§ **Stated problem**:
Format the entries below as a two-column CSV with the header columns "instruction" and "points", one row per entry. Put each entry's text and its answer in a single double-quoted field, replacing any line breaks with spaces.
-- Start --
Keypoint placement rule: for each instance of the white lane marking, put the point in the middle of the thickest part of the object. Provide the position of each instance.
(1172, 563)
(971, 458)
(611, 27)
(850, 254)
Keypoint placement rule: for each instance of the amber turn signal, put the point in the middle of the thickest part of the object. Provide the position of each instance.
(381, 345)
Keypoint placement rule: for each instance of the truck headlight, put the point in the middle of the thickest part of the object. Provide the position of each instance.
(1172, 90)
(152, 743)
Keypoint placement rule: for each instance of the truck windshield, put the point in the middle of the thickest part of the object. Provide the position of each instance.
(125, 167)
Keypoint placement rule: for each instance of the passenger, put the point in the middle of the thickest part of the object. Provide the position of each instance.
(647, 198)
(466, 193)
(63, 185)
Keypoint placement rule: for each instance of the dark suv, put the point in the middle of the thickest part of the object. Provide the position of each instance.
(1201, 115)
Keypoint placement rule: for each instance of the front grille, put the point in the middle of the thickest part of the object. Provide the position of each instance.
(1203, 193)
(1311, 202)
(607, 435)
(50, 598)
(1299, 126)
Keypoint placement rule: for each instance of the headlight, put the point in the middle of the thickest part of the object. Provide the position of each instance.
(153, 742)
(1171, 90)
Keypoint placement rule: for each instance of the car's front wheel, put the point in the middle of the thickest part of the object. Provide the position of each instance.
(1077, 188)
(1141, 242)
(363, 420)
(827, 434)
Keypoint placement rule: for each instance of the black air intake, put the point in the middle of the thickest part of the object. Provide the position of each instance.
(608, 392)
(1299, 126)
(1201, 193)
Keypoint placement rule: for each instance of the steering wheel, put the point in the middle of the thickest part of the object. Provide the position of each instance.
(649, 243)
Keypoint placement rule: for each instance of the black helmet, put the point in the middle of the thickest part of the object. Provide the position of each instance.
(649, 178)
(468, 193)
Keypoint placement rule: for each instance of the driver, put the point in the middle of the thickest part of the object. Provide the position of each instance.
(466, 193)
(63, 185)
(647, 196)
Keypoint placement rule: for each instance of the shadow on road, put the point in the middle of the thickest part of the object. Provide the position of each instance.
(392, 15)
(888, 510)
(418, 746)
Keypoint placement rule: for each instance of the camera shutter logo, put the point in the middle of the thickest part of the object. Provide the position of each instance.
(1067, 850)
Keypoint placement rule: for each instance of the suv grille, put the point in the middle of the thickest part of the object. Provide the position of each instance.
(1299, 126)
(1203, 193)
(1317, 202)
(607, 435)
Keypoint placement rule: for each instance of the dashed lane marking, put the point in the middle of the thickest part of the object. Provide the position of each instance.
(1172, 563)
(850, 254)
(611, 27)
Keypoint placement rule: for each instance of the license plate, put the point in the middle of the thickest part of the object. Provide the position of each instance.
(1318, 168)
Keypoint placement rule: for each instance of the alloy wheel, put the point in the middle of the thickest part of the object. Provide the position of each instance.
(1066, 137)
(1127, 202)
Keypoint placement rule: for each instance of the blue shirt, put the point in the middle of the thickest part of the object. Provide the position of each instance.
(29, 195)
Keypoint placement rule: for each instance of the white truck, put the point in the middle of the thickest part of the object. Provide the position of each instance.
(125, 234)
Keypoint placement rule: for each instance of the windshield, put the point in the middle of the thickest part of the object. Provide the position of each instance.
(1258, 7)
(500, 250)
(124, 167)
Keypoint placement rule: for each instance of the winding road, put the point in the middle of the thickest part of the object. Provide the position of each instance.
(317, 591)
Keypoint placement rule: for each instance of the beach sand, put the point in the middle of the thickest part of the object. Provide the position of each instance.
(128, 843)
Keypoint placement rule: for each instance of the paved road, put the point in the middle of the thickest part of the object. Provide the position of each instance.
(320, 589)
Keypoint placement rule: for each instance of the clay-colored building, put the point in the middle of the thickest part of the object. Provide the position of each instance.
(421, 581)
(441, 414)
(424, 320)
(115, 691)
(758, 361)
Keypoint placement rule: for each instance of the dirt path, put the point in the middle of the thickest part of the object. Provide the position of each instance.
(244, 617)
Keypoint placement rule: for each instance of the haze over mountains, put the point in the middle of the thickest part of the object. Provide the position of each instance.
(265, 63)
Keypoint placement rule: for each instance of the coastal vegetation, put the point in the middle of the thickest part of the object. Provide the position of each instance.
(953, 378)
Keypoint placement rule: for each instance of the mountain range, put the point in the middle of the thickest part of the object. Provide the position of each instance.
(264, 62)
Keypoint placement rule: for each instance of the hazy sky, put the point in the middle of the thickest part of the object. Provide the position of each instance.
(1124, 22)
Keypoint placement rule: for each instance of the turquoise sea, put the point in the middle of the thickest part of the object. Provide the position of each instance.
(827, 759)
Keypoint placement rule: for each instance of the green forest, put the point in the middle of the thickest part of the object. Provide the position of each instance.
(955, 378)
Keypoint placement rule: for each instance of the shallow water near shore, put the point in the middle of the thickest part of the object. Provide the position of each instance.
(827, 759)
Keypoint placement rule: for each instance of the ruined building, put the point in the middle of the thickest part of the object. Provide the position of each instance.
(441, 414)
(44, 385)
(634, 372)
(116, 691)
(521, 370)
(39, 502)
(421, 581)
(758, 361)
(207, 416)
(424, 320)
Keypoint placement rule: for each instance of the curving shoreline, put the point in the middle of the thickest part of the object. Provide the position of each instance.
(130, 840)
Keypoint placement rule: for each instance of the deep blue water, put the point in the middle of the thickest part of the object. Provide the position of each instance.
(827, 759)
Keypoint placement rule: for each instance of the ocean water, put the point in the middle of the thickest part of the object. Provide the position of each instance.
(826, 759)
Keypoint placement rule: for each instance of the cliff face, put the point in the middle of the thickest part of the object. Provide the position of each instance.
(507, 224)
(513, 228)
-- End --
§ **The response**:
instruction,points
"Keypoint placement rule: for each instance of the white lane marking, put the point in the middle of the thickest part of the object. Provide the position of each instance.","(1172, 563) (971, 458) (611, 27) (850, 254)"
"Keypoint placement rule: for each instance of the amber turn signal, put the point in the middle of the thickest part of the object. Provide the position of each instance.","(381, 345)"
"Keypoint placement rule: for each instance of the truck headlight, put the point in the middle of the thickest part of the object. Provide the position of each instance.","(1172, 90) (152, 743)"
"Keypoint placement rule: for each instance of the truck windshield, put the point in the middle of the thickest part of the object. Provide the position of each instance.","(125, 167)"
"Keypoint placement rule: for each instance of the passenger, put the point in the middle of the thickest part of the object. Provide the position of each instance.","(647, 198) (466, 193) (63, 185)"
"Keypoint placement rule: for each instance of the dark suv, put the point in the middle of the thickest part of the object. Provide the position of each instance.","(1201, 115)"
"Keypoint placement rule: for each instance of the front grille, put the point in the middle of the thickest part of the object. Provide the position of each instance.","(1203, 193) (1311, 202) (607, 435) (50, 598) (1299, 126)"
"Keypoint placement rule: for each instance of the headlight, put the point in the middle of the thickest part of the object. Provide the position of each instance.","(153, 742) (1171, 90)"
"Keypoint placement rule: for each instance of the car's front wheel, put the point in the middle of the thickest part of the object. Provide the position of each instance.","(1077, 188) (1141, 242) (363, 420) (827, 434)"
"Keypoint placement rule: for each instance of the black air intake, put the point in the middle of the thickest part of the object. Provide the position of each instance.","(608, 392) (1299, 126) (1201, 193)"
"Keypoint placement rule: for each instance of the steering wheel, put the point in the middle of the thickest part of the object. Provide the position of each instance.","(649, 243)"
"Keypoint placement rule: for each instance of the black helmet, put the point in the middle of the thickest part of the object. Provide the position of each instance.","(649, 178) (468, 193)"
"Keypoint placement rule: for each instance of the driver, put the point in the middle of the thickest part of the object. Provide the position of each instance.","(466, 193) (63, 185) (647, 196)"
"Keypoint placement rule: for each instance of the shadow on road, put the point in the middle of the thickest part of the object. Provide the position of each instance.","(392, 15) (888, 510) (418, 746)"
"Keypoint placement rule: for each instance of the camera shutter logo, put the point in the middle of the thickest part of the object. Provide the position of each instance.","(1067, 850)"
"Keypoint placement rule: for each instance of the suv grille, put the point in the middle of the thickest part of the object. Provide the position of each instance.","(1299, 126) (1203, 193) (1317, 202) (607, 435)"
"Keypoint placement rule: for each instance of the dashed lane marking, put the point in the middle of the thickest part of the object. Provide the position of each instance.","(1172, 563) (850, 254) (611, 27)"
"Keypoint placement rule: for each instance of the license plate, put the point in the middle of the thickest part of the object. Provide the position of each instance.","(1318, 168)"
"Keypoint placement rule: for each instance of the alloy wheel, put the point in the middle of the thickest part of the object. Provide the position of each instance.","(1066, 137) (1127, 202)"
"Keypoint placement rule: for each instance of the blue shirt, put the point in the middle of the thickest part of the object. Provide the position of each instance.","(29, 195)"
"Keypoint placement rule: for each instance of the white truck, put the point in the middle of the thickest part of the object. Provide the position of each instance.","(125, 234)"
"Keypoint placement rule: for each instance of the windshield, put the point in the middle of the thickest part of the object. Provide the position of each instance.","(1258, 7) (500, 250) (124, 167)"
"Keypoint placement rule: for each instance of the winding road, put the point in the middle of the thickest part of the object. Provide the position of each instance.","(317, 591)"
"Keypoint placement rule: for each instance of the beach sand, put the point in the middle of the thickest part of the object. Provide the position of each instance.","(128, 843)"
"Keypoint placement rule: for each instance of the paved road, put the point in the middle of the thickest part of the object. Provide the position of each instance.","(320, 589)"
"Keypoint placement rule: for each instance of the clay-colored building, put the point in the middle of the thickest part of the object. Provide the position of each instance.","(421, 581) (441, 414) (424, 320) (115, 691) (758, 361)"
"Keypoint placement rule: for each instance of the dirt path, put the point in the middle of the thickest part of the object. Provide the position of each instance.","(244, 617)"
"Keypoint placement rule: for each instance of the haze over mountains, put the point in the middle of the thickest part of the object. Provide the position of each instance.","(265, 63)"
"Keypoint placement rule: for each instance of the coastal vegetation, put the point in the middle of the thickest part of the object. Provide the position of each instance.","(953, 378)"
"Keypoint placement rule: for each instance of the mountain range, put the point in the middle of the thickest part of the object. Provide the position of each instance.","(264, 62)"
"Keypoint placement rule: for each instance of the hazy sky, put the point in the middle of the thickest part of the object. Provide the position of each instance.","(1124, 22)"
"Keypoint placement rule: for each instance of the turquoise sea, put the point in the middle of the thickest part of the object. Provide the position of each instance.","(827, 759)"
"Keypoint placement rule: for each instance of the green forest, put the point in the middle of the thickest part of the object. Provide the position of each instance.","(955, 378)"
"Keypoint placement rule: for each instance of the shallow water near shore, put the point in the middle of the thickest part of the object. Provide the position of each instance.","(827, 759)"
"Keypoint placement rule: for each instance of the ruined building, put the point in the middle of the thickest part of the object. Provide the position of each instance.","(441, 414) (44, 385) (634, 372) (116, 691) (521, 370) (39, 502) (421, 581) (758, 361) (207, 416) (424, 320)"
"Keypoint placement rule: for each instance of the curving shoreline, put the point in the middle of the thickest part of the object. Provide the position of each instance.","(130, 840)"
"Keypoint placement rule: for each instance of the deep blue water, put the point in the middle of the thickest part of the object. Provide the position of each instance.","(827, 759)"
"Keypoint placement rule: for each instance of the ocean water, put the point in the middle of the thickest part of the object. Provide the position of each instance.","(826, 759)"
"Keypoint placement rule: for each instance of the cliff face, put the point in the middle of the thickest part of the object. Provide the position of each instance.","(507, 224) (513, 228)"